### Exercise
Copy the data from the line that contains "Can you see the butterfly?" to its last line, exactly, including both of those lines and leaving out everything before.

** Start of Listed records **

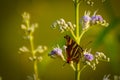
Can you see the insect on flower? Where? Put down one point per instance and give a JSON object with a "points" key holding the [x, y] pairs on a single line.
{"points": [[73, 50]]}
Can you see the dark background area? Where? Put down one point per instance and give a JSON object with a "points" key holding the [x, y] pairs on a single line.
{"points": [[14, 66]]}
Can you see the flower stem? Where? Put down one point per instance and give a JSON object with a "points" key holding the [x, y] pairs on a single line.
{"points": [[34, 61], [76, 4], [77, 17], [77, 72]]}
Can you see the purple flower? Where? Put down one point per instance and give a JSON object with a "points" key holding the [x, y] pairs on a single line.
{"points": [[96, 18], [85, 21], [86, 18], [56, 52], [88, 56]]}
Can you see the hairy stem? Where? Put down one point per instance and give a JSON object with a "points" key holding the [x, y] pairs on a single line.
{"points": [[77, 17], [33, 55]]}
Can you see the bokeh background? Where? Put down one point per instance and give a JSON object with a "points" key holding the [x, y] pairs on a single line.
{"points": [[14, 66]]}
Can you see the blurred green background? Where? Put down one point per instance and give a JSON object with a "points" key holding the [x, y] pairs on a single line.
{"points": [[14, 66]]}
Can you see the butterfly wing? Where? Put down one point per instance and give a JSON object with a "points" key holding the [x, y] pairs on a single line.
{"points": [[73, 50]]}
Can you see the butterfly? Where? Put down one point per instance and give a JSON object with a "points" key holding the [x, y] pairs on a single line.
{"points": [[73, 50]]}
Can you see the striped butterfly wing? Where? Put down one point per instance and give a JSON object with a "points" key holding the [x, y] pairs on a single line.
{"points": [[73, 50]]}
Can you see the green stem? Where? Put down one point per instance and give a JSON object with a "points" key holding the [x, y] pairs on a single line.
{"points": [[77, 72], [77, 16], [76, 3], [33, 55]]}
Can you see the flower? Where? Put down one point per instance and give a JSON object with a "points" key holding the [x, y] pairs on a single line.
{"points": [[96, 18], [56, 52], [106, 77], [88, 56], [86, 20]]}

** End of Listed records **

### Answer to the task
Can you see the butterfly? Where? Put down one point per instance and give a JSON object with a "points" key holding the [x, y] pairs on a single line.
{"points": [[73, 50]]}
Can you see the striped butterfly wing? Where? Put down one point per instance and give a JSON object with a "points" key holding the [x, y] pairs on a single line.
{"points": [[73, 50]]}
Can you see the green stem? Where? Put down one point per instance and give a JSON object with a "points" key holding the [x, y] pairs on a single line.
{"points": [[77, 72], [77, 16], [76, 3], [33, 55]]}
Can you see the flower? Where? Put down one point per instance and give a JSON object with a "points" key holding the [x, y] pairs on a single line.
{"points": [[96, 18], [56, 52], [106, 77], [88, 56], [86, 20]]}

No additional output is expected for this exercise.